*Problem requirements*
Write out only the lines from the line containing "You are given a photograph. Could you point to the sky" to the end of the listing below, both included, exactly as they stand. Drop the pictures.

*Input data*
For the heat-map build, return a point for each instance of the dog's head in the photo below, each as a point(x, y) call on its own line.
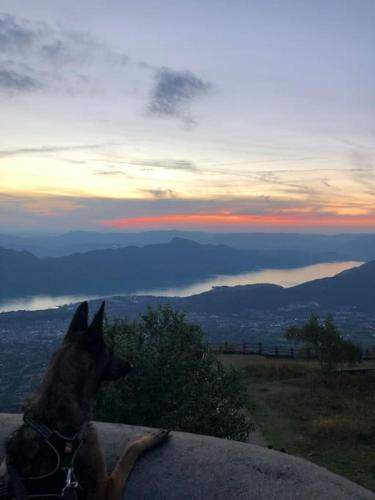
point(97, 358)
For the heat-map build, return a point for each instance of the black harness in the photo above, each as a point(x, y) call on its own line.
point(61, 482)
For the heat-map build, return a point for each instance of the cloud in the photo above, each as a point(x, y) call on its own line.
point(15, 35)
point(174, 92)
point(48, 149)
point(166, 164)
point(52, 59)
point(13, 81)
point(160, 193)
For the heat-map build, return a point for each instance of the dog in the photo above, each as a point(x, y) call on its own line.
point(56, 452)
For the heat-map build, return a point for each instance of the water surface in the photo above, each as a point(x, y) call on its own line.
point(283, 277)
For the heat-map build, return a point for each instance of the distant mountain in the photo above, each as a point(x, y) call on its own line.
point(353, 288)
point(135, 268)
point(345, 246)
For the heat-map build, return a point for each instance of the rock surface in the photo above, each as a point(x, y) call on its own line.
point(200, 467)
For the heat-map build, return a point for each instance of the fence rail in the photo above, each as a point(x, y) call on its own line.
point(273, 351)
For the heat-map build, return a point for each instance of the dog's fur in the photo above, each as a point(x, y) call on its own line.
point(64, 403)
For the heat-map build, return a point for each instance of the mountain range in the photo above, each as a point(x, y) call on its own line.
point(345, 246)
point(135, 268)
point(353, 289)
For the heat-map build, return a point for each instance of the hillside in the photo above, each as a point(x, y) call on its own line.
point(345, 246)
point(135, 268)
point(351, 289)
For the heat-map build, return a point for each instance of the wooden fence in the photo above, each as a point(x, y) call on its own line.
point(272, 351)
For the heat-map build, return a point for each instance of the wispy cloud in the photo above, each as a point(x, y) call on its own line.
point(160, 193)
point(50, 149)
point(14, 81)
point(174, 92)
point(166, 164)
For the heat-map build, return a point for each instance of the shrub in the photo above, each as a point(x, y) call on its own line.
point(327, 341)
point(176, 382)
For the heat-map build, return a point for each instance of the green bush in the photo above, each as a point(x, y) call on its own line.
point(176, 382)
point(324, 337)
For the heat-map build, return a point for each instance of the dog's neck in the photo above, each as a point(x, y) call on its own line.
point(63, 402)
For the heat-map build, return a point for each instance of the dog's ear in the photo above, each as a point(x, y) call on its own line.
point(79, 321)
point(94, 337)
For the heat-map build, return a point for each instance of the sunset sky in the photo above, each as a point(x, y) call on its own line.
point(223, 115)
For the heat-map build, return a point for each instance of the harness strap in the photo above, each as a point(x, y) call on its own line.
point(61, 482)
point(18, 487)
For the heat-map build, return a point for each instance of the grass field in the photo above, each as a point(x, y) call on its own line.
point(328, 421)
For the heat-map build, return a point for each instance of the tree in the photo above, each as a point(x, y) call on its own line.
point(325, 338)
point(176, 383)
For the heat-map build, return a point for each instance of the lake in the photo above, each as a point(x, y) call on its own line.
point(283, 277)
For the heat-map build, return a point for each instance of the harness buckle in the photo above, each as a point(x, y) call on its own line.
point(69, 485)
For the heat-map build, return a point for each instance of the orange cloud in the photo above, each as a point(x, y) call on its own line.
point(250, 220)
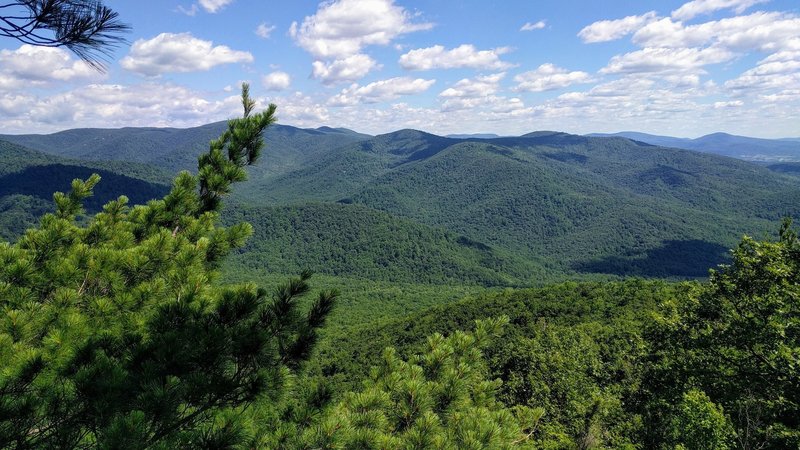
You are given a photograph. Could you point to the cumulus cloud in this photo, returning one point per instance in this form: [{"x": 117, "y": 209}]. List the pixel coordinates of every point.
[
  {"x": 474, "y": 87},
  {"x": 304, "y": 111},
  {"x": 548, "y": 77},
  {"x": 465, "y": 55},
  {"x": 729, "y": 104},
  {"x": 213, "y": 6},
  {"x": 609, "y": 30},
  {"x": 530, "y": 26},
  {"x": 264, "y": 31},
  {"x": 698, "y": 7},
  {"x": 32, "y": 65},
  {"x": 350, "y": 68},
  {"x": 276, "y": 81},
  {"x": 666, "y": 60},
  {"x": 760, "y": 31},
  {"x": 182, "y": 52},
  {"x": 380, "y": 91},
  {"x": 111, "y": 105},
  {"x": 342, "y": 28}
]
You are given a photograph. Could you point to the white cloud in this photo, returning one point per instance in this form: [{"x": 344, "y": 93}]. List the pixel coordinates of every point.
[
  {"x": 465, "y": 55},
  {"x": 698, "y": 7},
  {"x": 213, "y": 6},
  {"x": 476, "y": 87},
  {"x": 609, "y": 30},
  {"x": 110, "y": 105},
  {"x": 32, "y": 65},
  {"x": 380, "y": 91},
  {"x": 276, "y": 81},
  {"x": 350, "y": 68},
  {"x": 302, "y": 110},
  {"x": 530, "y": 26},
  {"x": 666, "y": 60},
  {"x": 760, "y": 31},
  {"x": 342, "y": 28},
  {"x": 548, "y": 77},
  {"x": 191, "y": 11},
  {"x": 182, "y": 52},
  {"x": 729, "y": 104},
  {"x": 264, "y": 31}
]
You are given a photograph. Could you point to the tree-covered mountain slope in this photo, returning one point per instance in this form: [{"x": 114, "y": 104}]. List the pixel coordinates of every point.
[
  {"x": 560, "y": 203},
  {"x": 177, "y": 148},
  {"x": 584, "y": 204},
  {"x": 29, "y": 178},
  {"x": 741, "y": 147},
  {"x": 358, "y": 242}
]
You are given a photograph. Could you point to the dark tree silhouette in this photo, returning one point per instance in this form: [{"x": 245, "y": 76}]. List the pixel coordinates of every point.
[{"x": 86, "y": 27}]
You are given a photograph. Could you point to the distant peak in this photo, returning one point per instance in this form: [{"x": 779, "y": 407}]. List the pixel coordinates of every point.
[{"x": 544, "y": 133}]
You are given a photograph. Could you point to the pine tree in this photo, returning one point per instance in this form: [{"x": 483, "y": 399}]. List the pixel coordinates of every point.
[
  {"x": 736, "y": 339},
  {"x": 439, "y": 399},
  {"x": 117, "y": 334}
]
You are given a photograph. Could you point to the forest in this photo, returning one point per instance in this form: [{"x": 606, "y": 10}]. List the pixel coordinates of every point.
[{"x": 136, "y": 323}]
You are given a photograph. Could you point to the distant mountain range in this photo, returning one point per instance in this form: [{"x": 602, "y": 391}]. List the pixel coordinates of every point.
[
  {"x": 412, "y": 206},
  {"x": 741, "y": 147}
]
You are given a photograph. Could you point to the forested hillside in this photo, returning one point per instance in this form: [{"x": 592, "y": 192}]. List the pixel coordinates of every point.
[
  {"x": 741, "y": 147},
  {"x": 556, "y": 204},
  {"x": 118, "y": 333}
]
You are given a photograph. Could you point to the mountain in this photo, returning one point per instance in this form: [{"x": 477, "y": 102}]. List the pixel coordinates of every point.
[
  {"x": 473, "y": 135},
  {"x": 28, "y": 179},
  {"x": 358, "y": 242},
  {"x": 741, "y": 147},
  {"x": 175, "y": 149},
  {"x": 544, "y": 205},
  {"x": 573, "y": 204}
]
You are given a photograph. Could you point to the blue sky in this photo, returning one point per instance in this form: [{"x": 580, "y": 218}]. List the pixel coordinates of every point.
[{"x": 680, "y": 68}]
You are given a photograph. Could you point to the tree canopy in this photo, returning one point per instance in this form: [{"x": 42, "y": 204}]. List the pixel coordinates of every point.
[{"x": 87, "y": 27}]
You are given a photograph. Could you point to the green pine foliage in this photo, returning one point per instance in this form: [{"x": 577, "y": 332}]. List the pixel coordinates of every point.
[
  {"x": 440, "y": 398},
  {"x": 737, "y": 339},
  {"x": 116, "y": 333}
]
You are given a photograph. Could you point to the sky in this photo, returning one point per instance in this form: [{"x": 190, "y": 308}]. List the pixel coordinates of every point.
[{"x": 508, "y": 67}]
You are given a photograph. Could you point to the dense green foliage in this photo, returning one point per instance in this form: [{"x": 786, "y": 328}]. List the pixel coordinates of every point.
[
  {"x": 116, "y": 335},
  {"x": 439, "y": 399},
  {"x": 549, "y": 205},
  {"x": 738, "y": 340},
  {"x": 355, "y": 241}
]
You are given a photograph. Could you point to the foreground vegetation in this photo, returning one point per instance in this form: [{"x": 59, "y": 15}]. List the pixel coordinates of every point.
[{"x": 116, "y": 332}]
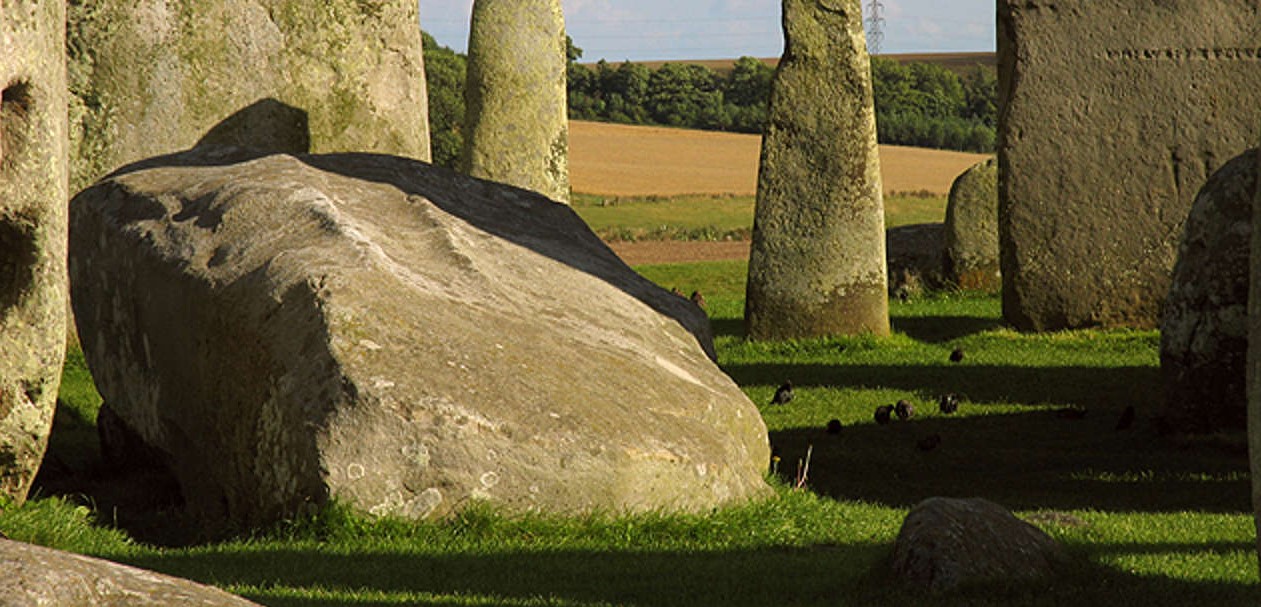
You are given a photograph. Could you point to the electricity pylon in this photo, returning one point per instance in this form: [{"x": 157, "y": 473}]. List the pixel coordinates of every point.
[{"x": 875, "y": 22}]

*Output below*
You are given a photograph. Could you point to the sky in this photo, returning one point per instance in this form: [{"x": 190, "y": 308}]. List the pixel coordinates of every point.
[{"x": 508, "y": 67}]
You are given a photograph. Could you point to the dense green foliage in this photo, returning one point per instance in this form: [{"x": 786, "y": 328}]. List the pixel coordinates of every point.
[
  {"x": 116, "y": 335},
  {"x": 439, "y": 399},
  {"x": 549, "y": 205},
  {"x": 738, "y": 340},
  {"x": 355, "y": 241}
]
You are given a photograph. Could you point to the foreground vegetation in this photo, returning one point per instance in this form: [{"x": 59, "y": 15}]. List the pixel coordinates of every point.
[{"x": 116, "y": 332}]
You are given a photograph. Could you point to the electricity pylon in this photo, returning one point per instance in this form: [{"x": 157, "y": 473}]. List the pixel coordinates of every point.
[{"x": 875, "y": 22}]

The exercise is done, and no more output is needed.